# EXCERTO DO DOCUMENTO
Há muito me habituei a não desperdiçar quaisquer palavras…


Há muito me habituei a não desperdiçar quaisquer palavras, e se não estás à minha frente para que de viva voz as possa transmitir, registo-as e guardo-as escritas no caderno vermelho que anda sempre comigo e que um dia um querido amigo me ofereceu num pequeno-almoço no Chiado.
Sobre o restaurante paira em tom baixo, a banda sonora que acaba por resultar numa jangada ou bote salva-vidas para os solitários, salvação a que nos agarramos por pensamento para nos abstrairmos e sobrevivermos ao mar de gritos dos grupos de gente que estão sentados ao nosso lado.
E de repente por entre algumas melodias mais ou menos conhecidas e interpretações mais ou menos “de elevador”…
África Minha, um voo de Redford e Streep no Quénia enquanto dão corpo às palavras e à paixão de Karen Blixen; e aí estou eu indiferente às ruidosas gargalhadas que culminam as piadas da gente presente na sala, a voar contigo naqueles territórios tão generosos em palavras pela intensidade do que se sente.

# EXCERTOS DE DADOS

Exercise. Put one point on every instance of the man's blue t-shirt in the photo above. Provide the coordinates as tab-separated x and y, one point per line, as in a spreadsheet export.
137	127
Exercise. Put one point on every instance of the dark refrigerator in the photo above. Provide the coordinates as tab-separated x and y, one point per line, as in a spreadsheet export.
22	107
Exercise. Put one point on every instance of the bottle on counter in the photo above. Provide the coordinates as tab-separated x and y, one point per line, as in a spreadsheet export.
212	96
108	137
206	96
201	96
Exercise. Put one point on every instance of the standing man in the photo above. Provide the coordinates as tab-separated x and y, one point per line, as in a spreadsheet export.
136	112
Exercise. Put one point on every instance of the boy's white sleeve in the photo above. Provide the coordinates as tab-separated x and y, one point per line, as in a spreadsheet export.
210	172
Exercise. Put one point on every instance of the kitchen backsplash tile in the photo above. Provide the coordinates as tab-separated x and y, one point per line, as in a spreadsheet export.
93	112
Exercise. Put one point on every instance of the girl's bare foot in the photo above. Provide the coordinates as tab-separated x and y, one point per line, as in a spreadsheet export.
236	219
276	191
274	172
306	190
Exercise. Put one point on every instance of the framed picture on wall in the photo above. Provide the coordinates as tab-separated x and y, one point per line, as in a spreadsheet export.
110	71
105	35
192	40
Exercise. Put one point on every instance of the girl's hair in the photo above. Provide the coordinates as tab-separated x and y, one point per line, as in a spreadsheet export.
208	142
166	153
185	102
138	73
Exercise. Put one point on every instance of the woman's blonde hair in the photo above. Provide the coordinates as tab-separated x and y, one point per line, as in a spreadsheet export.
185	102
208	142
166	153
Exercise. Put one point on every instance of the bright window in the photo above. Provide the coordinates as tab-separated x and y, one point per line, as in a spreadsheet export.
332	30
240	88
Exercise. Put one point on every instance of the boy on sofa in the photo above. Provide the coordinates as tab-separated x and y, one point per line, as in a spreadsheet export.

# INSTRUÇÕES A SEGUIR
Segundo o excerto do documento, em que ocasião foi oferecido o caderno vermelho?

# RESPOSTA ESCRITA
Num pequeno-almoço no Chiado, oferecido por um querido amigo.